What needs to be done
Report every line of the data below that contains the word "wooden".

----

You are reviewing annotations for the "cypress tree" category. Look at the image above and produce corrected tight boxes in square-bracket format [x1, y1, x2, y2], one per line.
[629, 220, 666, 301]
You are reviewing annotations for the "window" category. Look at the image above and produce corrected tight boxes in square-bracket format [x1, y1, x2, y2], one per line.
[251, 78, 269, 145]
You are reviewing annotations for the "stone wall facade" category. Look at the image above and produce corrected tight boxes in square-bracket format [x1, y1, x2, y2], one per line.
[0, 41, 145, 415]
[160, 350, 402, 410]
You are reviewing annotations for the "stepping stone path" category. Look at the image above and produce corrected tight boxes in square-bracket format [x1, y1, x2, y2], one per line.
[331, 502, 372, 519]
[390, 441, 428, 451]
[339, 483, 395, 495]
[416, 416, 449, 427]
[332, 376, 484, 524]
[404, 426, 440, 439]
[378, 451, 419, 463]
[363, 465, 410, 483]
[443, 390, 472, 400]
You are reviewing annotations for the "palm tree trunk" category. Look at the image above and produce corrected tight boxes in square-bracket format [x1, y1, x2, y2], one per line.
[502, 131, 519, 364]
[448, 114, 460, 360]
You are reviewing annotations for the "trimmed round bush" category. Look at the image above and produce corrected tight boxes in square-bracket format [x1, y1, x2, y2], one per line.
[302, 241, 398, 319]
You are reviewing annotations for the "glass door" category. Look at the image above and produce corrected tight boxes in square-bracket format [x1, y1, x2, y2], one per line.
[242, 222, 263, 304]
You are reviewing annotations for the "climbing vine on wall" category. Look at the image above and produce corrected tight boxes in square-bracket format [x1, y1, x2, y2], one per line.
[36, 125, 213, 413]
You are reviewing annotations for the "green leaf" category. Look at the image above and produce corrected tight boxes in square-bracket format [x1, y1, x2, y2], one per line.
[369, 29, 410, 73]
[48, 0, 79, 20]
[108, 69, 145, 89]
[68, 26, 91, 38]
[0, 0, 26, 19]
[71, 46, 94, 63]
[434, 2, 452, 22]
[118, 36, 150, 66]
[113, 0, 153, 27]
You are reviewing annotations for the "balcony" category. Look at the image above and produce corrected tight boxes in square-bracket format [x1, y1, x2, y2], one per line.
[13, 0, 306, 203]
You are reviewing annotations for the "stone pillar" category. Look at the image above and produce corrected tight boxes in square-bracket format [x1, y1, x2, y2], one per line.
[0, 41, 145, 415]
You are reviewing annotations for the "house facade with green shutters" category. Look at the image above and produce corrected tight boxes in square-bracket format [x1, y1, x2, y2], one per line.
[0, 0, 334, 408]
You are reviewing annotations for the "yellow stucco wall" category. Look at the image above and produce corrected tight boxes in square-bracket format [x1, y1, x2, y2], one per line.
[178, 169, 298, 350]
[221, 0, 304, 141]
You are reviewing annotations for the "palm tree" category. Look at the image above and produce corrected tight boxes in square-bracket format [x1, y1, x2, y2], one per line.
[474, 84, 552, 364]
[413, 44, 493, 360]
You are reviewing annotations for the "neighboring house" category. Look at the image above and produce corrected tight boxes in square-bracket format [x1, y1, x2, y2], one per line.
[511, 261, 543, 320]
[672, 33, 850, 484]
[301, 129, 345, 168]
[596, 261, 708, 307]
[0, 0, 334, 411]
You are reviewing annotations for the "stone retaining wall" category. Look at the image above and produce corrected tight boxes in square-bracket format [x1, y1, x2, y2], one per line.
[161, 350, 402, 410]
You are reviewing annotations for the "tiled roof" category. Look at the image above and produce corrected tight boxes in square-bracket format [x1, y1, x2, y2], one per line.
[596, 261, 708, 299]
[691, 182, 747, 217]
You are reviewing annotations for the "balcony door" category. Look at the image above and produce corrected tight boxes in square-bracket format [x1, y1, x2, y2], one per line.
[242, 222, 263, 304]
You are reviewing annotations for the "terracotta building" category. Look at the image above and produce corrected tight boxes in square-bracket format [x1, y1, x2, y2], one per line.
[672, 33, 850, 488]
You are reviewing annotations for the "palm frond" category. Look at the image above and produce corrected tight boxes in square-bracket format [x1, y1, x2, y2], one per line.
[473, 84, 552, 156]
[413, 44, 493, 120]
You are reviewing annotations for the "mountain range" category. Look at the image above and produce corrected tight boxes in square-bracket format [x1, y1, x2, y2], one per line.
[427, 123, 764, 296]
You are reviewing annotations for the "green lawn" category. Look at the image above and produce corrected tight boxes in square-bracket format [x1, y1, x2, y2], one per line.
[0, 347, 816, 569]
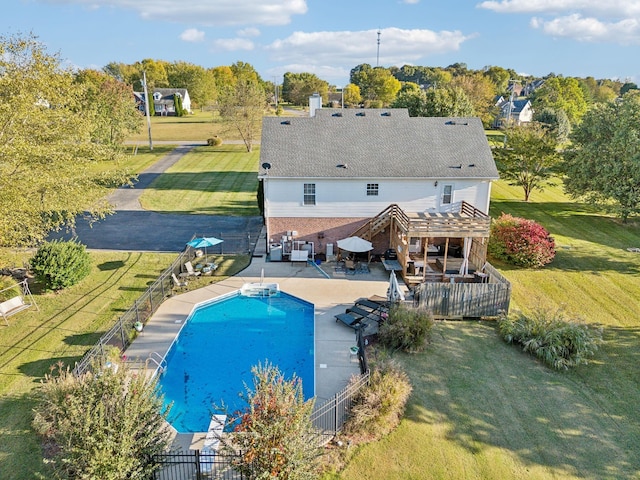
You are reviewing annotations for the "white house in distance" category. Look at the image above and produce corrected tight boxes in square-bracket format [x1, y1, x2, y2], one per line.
[259, 109, 498, 281]
[133, 88, 191, 116]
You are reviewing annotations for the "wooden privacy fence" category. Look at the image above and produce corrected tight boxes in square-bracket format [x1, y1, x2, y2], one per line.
[73, 235, 255, 375]
[415, 263, 511, 318]
[151, 372, 369, 480]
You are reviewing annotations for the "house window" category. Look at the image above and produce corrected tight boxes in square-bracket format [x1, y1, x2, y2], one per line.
[442, 185, 453, 205]
[304, 183, 316, 205]
[367, 183, 378, 197]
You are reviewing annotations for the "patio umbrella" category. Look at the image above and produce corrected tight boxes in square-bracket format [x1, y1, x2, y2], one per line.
[387, 270, 404, 302]
[187, 237, 224, 257]
[338, 237, 373, 253]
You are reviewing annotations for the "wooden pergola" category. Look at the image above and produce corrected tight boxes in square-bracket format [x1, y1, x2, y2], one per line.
[354, 201, 491, 285]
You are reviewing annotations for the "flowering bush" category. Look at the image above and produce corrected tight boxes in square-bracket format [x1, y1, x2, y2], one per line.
[498, 309, 602, 370]
[488, 213, 556, 268]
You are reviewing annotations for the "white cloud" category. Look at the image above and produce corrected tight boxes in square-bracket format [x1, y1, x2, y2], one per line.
[180, 28, 204, 42]
[213, 38, 255, 52]
[531, 14, 640, 45]
[266, 28, 471, 66]
[54, 0, 307, 26]
[478, 0, 640, 18]
[238, 27, 260, 37]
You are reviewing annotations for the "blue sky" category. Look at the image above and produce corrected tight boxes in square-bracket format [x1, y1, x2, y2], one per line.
[6, 0, 640, 86]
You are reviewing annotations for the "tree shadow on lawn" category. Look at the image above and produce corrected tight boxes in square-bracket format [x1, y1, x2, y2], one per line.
[18, 356, 82, 383]
[489, 250, 640, 275]
[490, 200, 640, 249]
[403, 322, 640, 479]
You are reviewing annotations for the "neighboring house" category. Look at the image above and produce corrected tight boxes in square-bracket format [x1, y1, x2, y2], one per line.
[494, 99, 534, 127]
[259, 109, 498, 292]
[133, 88, 191, 116]
[522, 78, 544, 97]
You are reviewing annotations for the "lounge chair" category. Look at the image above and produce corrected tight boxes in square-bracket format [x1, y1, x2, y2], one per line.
[344, 259, 356, 275]
[355, 298, 389, 312]
[336, 313, 365, 329]
[171, 273, 187, 288]
[181, 262, 200, 277]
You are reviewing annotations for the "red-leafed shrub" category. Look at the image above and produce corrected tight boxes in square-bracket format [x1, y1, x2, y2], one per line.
[488, 213, 556, 268]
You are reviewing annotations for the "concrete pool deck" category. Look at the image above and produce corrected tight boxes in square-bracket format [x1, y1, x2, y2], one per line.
[125, 232, 404, 450]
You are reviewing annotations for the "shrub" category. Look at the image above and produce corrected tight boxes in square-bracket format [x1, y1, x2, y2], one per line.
[207, 135, 222, 147]
[488, 213, 556, 268]
[345, 360, 412, 442]
[31, 241, 91, 290]
[498, 309, 602, 370]
[378, 304, 433, 352]
[33, 363, 169, 480]
[220, 363, 321, 480]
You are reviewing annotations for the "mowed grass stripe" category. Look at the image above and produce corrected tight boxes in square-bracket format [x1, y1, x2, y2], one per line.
[140, 145, 260, 216]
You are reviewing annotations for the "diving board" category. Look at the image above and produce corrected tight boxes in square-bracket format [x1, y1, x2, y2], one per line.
[200, 415, 227, 473]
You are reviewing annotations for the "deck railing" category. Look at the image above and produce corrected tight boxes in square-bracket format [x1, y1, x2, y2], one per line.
[73, 235, 255, 375]
[414, 263, 511, 318]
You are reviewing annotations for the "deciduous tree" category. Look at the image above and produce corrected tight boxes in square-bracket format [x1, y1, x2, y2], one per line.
[75, 70, 144, 147]
[282, 72, 329, 105]
[33, 362, 169, 480]
[533, 76, 587, 125]
[494, 122, 560, 202]
[167, 62, 215, 107]
[563, 93, 640, 222]
[0, 32, 134, 246]
[223, 363, 321, 480]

----

Exercise solution
You are reviewing annotations for the "wooden privacy fence" category. Look at the image above and produce corrected tight boxes in square-bracket format [x1, y1, x2, y2], one per line.
You are reviewing annotations for the "wooden pergola" category. Look at the image above and produce corrected tight boxes in square-bracket format [x1, y1, x2, y2], one per line.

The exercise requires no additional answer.